* [WRITTEN EXERCISE 1]:
Tally the lines in the entries that contain the string "stripe", counting only exact-case matches, and reply with the number alone.
-*-*-
What level of experimentation have customers or clients done with an AI in advance of you guys coming in and working with them? Like, is there a preference, do you prefer if it's sort of a blank canvas and they haven't done much, or are you untangling things and going, okay.

**[00:10:20] Anis Harb:**

We meet clients where they are. If a company has no technical team, we can begin with discovery and design the approach with them. If they have an internal AI champion but lack the engineering resources, we can support that person. If the company is further along, we can work alongside its existing capabilities. The key requirements are executive-level sponsorship and a serious commitment to AI adoption. We also look for clear operational pain points with a strong potential return. We are not interested in building something that is merely nice to have. The strongest use cases often sit between disconnected systems such as email, Slack, WhatsApp and an ERP. That is where this approach can create a great deal of value.

**[00:11:15] FWDstart:**

And what does the sales cycle look like. Because oftentimes with I've tried this people in the past and these human-in-the-loop AI workflows, they often get stuck in like a pilot purgatory situation. And it takes ages and it's like, oh, but let's see where the ROI is. And all these different things just push back and everything has become so custom. How do you approach that kind of go to market and when you're embedded? And also a separate question, I suppose, how hands on? Does the client need to be after the workflows are put in place as a situation whereby one internal person is taking ownership of it, or is it distributed across the team that all people have access and can tinker with this?
-*-*-
* [WRITTEN EXERCISE 2]:
Carry on the interview about client AI adoption from its last line.

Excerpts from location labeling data
-*-*-
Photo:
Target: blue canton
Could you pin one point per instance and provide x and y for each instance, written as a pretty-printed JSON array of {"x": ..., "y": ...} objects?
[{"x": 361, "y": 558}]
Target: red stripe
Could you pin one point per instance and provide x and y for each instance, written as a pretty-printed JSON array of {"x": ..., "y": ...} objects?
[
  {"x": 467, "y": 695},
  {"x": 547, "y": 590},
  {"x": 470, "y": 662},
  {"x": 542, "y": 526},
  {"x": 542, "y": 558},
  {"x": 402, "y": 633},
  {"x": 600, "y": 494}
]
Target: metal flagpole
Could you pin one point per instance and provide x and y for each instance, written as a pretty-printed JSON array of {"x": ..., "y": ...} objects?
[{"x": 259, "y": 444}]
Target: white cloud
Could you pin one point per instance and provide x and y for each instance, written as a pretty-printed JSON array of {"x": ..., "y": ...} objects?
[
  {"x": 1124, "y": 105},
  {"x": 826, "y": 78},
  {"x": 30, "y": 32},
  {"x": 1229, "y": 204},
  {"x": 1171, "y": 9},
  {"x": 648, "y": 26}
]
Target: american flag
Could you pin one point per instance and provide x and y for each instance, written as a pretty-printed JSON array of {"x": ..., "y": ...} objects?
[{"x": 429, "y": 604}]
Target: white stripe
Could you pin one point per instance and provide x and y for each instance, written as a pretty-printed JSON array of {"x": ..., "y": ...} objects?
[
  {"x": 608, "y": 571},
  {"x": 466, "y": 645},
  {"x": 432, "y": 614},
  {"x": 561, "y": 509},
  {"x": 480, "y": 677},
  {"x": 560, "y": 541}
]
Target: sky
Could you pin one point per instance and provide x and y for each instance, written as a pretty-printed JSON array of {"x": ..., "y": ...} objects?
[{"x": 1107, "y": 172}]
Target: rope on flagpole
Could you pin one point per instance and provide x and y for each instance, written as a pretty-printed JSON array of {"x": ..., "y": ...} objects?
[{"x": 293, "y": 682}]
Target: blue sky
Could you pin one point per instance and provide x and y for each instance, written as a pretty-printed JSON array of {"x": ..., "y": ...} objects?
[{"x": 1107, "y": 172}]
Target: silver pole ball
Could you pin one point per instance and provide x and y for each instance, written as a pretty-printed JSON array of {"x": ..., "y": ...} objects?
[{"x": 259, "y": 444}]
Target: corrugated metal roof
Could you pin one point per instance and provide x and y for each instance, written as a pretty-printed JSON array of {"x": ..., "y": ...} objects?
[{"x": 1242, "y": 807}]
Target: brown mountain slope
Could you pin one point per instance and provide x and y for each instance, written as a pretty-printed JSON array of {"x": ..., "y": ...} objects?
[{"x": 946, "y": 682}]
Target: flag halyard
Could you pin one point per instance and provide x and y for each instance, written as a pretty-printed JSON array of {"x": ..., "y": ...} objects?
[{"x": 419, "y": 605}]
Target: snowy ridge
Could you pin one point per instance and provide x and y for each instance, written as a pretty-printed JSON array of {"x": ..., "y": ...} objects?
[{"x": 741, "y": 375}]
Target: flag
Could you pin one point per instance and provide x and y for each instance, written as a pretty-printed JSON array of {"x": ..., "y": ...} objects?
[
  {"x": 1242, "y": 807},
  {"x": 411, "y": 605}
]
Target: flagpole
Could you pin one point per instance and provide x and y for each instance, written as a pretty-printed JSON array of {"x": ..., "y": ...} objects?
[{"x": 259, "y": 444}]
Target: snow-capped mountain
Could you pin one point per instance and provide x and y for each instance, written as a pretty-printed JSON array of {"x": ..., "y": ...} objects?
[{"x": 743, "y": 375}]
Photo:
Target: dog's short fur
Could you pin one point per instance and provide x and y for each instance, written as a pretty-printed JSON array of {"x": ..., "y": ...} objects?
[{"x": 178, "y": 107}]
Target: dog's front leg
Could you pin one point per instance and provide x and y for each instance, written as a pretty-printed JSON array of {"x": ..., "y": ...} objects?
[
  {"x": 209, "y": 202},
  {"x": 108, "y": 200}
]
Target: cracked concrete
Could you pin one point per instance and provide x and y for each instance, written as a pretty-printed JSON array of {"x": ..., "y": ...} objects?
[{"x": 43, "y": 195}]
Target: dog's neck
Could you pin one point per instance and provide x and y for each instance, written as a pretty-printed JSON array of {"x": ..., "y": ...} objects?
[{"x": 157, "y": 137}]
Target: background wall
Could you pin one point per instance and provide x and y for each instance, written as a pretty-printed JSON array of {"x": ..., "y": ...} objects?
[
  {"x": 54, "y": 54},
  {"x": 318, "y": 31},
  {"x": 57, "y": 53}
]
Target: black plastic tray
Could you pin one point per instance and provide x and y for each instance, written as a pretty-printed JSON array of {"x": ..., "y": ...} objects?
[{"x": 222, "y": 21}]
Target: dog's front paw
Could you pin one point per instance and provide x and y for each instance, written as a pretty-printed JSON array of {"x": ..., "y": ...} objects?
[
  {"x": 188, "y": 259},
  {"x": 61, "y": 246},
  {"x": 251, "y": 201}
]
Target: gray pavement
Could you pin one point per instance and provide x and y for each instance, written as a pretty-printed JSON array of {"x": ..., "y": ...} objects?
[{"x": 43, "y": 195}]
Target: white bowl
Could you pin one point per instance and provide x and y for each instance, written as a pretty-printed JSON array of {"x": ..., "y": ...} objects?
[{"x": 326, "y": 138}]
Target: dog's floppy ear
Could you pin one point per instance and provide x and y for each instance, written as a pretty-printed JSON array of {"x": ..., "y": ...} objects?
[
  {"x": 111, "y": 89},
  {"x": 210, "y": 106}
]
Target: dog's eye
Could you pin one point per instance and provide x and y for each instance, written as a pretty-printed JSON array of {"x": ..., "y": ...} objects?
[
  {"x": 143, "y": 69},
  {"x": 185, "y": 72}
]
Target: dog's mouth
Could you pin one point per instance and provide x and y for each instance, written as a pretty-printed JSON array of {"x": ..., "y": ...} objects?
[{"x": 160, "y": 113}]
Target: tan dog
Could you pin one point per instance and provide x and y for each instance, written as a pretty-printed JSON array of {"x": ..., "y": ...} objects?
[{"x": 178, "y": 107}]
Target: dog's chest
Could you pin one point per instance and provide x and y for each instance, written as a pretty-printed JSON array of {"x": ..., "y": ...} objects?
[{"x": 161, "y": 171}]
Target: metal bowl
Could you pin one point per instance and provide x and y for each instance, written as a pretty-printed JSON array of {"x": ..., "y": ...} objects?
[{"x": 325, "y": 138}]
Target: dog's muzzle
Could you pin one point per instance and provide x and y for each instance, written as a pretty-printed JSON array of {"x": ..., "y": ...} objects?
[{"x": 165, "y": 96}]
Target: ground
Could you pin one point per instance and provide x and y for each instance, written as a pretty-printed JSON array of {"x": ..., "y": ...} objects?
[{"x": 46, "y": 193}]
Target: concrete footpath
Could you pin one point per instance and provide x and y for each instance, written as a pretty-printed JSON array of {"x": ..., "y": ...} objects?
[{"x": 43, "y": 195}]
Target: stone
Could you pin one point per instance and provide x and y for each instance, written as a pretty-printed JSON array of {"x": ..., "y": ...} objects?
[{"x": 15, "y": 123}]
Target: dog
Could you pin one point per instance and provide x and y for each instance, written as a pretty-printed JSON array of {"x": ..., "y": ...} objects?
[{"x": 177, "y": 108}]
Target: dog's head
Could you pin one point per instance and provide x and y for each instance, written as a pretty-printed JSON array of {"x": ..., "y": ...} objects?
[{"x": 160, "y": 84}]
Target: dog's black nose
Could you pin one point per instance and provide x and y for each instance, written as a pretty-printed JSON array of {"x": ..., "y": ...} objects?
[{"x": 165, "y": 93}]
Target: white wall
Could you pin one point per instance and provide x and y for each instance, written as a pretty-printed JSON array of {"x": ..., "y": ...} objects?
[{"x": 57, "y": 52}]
-*-*-
* [TASK RESPONSE 1]:
2

* [TASK RESPONSE 2]:
**[00:11:49] Anis Harb:**

I’ll answer the last question first. We operate as a managed service and remain embedded with the client. Part of our fee is a retainer that covers monitoring, maintenance and ongoing improvements. We are the accountable operator. That goes back to the original thesis. These systems often stop working or gradually die if nobody is responsible for them. We ensure the system continues to run as intended and produces business results. That is especially important with AI. A recommendation alone is not particularly useful, while building a system and walking away is not enough either. Things will break, datand knowledge will change, and employees will leave. Someone needs to remain accountable, whether that is an internal team or a partner such as us. During the sales process, we identify the highest-ROI use case, usually something that solves a substantial problem. We then conduct discovery, map the process from end to end, understand the systems and data involved, and design the proposed solution. We try to build around the way people already work. If a team operates through Slack or email, we do not want to force it into a completely new workflow. We embed the system into its existing way of working and add the intelligence layer on top. Once the client agrees to the scope, we begin building and testing alongside its team. It is not a black box. The client can see the system taking shape throughout the process. After launch, we stay embedded, monitor performance and continue improving it. The main work required from the client is giving us access to the operational process so we can understand it properly.

**[00:14:26] FWDstart:**

Is that a long timeline?

**[00:14:28] Anis Harb:**

It's not a long timeline. It's, you know, we can do this in, I would say, end to end about eight to ten weeks.

**[00:14:32] FWDstart:**

Okay. Okay. No.

**[00:14:33] Anis Harb:**

No, it is not an enterprise-scale timeline. A typical engagement can run from end to end in around eight to ten weeks.

**[00:14:36] FWDstart:**

Like what? That's like, what's the scope here? Yeah.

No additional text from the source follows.